Task objective | Could you print only the lines from the one containing "Step 1: review the image. Step 2: locate concrete walkway." through the end of the listing below, unchanged?

[[ Input material open ]]

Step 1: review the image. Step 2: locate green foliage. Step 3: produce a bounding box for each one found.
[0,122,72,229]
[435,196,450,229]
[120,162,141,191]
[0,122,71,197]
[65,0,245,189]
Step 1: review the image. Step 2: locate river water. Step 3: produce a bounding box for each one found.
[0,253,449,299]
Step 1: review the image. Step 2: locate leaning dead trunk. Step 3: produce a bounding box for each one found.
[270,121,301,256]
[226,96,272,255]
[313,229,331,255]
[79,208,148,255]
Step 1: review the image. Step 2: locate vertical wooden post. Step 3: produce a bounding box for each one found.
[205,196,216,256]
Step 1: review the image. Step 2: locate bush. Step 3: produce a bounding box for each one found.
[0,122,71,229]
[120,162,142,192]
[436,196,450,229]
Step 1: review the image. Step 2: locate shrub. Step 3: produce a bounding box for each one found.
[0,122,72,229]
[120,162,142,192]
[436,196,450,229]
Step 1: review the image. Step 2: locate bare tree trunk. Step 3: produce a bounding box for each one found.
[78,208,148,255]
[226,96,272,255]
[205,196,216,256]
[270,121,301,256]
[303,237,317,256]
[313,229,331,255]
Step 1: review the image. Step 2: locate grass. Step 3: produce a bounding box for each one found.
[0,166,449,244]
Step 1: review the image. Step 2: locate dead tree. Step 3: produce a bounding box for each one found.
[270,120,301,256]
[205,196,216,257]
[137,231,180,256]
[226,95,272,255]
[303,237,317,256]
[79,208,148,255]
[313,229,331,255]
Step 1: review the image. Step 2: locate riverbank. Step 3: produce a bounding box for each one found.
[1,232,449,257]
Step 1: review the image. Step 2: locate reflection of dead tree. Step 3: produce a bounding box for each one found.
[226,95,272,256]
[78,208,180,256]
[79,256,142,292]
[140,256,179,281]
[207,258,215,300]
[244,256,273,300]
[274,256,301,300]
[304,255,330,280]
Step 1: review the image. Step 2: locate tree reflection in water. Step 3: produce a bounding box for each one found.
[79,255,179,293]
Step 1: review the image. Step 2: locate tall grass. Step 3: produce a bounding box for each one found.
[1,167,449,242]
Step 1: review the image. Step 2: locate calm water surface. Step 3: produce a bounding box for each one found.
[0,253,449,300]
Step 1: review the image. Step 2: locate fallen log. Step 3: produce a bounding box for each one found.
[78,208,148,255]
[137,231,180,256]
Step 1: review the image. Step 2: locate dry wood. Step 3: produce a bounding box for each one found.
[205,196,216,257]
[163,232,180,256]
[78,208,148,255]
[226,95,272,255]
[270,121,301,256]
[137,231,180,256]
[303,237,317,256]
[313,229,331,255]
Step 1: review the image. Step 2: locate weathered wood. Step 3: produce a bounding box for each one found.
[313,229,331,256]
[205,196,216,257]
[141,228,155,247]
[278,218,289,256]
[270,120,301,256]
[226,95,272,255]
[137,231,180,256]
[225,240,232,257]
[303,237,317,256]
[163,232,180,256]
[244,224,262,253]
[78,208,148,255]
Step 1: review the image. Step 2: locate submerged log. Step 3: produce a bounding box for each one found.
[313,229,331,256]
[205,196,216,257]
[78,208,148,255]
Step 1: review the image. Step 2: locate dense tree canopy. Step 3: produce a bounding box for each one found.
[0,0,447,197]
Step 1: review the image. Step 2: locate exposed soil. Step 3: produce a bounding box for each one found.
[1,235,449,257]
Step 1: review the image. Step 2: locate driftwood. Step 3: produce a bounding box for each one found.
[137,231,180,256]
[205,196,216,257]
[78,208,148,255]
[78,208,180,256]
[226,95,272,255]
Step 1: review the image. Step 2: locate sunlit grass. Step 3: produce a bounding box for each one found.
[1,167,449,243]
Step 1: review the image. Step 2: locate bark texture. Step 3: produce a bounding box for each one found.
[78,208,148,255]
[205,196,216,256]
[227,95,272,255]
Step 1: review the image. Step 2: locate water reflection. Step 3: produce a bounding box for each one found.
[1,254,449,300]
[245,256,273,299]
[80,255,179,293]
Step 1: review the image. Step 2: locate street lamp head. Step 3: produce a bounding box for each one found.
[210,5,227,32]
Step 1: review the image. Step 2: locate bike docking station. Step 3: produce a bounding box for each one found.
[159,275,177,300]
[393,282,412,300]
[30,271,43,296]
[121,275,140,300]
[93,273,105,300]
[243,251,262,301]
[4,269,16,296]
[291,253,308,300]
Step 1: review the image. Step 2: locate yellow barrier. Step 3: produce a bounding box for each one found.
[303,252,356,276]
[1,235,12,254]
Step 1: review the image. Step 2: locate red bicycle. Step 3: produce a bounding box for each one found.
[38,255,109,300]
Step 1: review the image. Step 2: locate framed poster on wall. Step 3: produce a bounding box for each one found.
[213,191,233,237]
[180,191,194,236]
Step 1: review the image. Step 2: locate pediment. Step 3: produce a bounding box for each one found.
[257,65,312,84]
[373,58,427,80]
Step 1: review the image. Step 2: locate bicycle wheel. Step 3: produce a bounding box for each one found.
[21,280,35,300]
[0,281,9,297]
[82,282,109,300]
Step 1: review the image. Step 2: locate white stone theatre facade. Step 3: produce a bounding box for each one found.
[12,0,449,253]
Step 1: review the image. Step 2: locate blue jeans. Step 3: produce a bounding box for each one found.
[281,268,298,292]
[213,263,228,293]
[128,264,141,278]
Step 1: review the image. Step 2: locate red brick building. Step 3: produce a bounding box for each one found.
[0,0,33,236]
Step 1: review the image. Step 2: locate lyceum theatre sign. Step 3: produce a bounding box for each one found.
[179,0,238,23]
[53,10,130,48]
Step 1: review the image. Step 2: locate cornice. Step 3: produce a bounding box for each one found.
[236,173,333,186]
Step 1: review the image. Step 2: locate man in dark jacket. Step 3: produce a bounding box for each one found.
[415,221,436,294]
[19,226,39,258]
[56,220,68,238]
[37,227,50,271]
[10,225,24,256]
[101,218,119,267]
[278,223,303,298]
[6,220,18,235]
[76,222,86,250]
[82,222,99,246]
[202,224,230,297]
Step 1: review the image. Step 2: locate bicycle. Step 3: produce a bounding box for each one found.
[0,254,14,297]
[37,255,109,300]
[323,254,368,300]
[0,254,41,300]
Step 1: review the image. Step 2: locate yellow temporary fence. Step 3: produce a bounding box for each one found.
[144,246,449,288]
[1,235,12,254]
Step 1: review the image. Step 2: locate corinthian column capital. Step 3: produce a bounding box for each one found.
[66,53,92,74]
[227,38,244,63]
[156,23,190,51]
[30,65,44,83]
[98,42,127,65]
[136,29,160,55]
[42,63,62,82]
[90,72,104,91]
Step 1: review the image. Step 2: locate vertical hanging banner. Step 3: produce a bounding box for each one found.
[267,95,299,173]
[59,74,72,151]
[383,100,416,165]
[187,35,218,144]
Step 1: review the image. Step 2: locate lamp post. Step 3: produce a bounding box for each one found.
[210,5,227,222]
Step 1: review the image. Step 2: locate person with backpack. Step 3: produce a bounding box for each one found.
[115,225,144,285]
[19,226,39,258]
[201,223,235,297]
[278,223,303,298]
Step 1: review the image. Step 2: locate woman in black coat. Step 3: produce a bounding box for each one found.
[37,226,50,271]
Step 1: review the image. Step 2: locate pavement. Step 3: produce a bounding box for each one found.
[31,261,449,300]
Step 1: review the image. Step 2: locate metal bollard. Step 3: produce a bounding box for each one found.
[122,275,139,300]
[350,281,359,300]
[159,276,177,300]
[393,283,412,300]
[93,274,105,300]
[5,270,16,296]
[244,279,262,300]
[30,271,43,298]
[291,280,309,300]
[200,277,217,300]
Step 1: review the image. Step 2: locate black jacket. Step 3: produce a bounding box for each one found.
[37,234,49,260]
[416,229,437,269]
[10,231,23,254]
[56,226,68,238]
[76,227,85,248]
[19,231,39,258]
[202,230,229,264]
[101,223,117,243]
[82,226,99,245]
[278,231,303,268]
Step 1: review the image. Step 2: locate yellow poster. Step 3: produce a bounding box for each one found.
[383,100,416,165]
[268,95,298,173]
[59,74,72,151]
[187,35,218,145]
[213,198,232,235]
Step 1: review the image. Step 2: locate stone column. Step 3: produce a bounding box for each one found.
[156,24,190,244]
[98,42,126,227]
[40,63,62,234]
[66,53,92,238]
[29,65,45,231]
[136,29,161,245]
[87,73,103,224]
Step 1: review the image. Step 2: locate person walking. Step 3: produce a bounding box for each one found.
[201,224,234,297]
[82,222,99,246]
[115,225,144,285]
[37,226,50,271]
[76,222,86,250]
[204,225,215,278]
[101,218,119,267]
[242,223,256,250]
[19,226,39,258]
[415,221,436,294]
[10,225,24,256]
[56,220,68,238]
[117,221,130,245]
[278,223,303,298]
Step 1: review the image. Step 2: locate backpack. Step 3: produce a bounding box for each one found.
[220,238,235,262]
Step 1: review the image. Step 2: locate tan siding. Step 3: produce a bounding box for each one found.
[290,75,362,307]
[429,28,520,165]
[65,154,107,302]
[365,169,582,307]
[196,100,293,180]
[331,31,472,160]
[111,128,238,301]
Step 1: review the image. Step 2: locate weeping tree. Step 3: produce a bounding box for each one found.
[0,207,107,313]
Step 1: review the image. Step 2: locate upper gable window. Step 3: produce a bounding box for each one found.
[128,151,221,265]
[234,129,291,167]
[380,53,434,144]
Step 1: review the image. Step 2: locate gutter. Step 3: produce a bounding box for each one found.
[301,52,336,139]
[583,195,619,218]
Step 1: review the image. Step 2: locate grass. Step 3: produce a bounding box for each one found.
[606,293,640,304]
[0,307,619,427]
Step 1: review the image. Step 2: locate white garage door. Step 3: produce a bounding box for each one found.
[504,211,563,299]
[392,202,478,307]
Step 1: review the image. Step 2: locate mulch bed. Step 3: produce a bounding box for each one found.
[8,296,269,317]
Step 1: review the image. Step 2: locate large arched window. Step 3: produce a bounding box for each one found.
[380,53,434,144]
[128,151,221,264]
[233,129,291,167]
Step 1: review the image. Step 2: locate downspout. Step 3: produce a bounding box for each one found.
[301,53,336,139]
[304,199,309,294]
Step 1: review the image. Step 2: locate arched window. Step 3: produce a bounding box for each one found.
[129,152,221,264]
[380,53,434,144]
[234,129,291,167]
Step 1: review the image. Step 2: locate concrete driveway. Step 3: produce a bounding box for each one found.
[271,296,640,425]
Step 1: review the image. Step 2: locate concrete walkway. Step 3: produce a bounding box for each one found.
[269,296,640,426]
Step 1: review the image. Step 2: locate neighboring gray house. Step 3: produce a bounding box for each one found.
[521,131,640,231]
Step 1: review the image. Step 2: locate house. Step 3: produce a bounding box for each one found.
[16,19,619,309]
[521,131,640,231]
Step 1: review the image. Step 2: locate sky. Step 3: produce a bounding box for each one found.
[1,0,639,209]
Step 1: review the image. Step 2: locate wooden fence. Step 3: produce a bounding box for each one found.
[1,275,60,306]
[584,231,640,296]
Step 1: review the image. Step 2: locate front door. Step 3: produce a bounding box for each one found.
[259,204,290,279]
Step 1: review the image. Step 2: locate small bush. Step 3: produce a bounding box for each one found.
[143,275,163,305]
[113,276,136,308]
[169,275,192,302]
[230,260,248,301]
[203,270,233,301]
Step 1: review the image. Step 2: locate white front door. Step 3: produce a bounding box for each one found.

[[ Input material closed ]]

Solution for this task |
Step 1: review the image. Step 2: locate concrete walkway. Step 3: produce a bounding box for each one found.
[269,296,640,426]
Step 1: review the image. Step 2: locate neighboring gray house. Step 3: produce a bounding box for each one found.
[521,131,640,231]
Step 1: review the image. Step 2: locate house. Step 3: produce a bounding box for each one found.
[16,19,619,309]
[521,131,640,231]
Step 1: review the image. Step 2: locate sky. Step 3: produce a bounding box for each one found.
[1,0,639,209]
Step 1: review the image. Step 2: locate wooden fence. Step 3: produce a bounding box for each one found.
[1,275,60,306]
[584,231,640,296]
Step 1: review the image. Step 2: locate front door. Step 3: produce a bounding box for each one found.
[259,204,290,279]
Step 1: review the image. Step 2: locate small bush. Step 3: produce a bounding box for each one found.
[143,275,163,305]
[113,276,136,308]
[169,275,192,302]
[230,260,248,301]
[203,270,233,301]
Step 1: review the image. Step 2: locate white front door. Step 3: produce a bounding box for each one found.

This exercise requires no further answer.